• Records for the exercise:
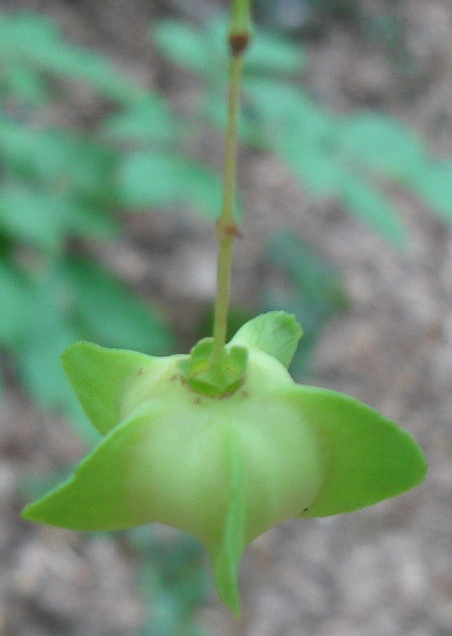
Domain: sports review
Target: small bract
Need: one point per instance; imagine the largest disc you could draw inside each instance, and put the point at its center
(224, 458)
==
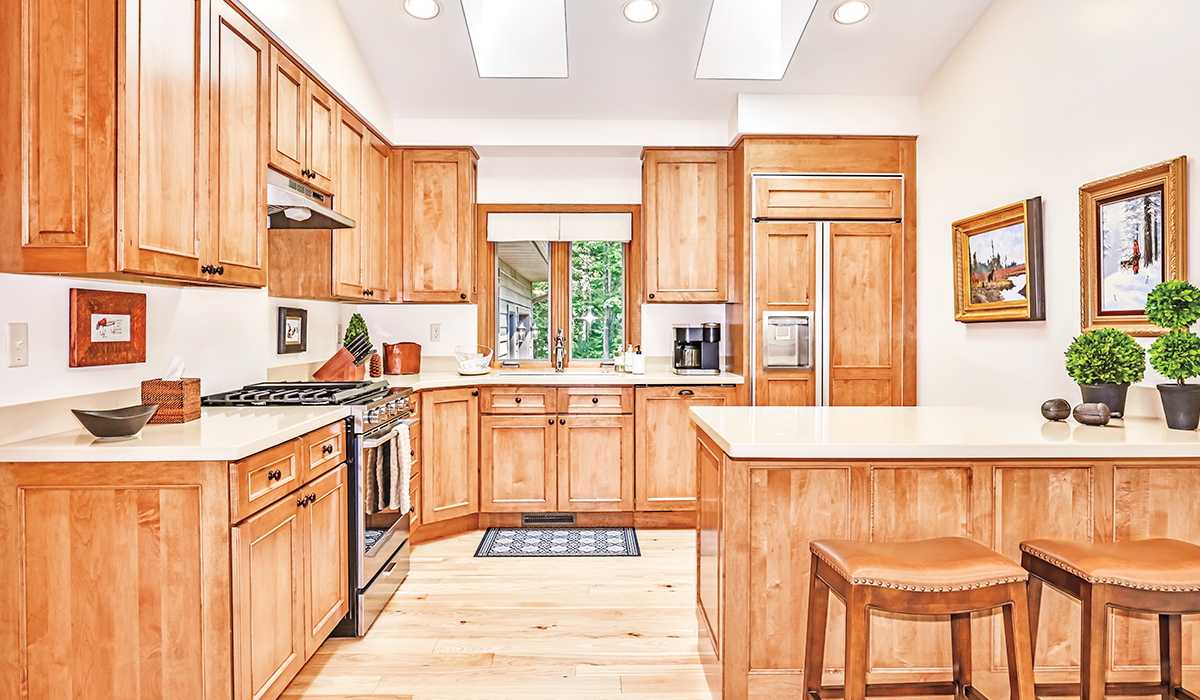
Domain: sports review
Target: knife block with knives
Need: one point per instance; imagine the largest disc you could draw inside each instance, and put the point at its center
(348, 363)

• How to complete this task: Every line above that holds the string "Target" should be copied into the answer.

• Answer for the task:
Target: small bract
Target: knife block with knives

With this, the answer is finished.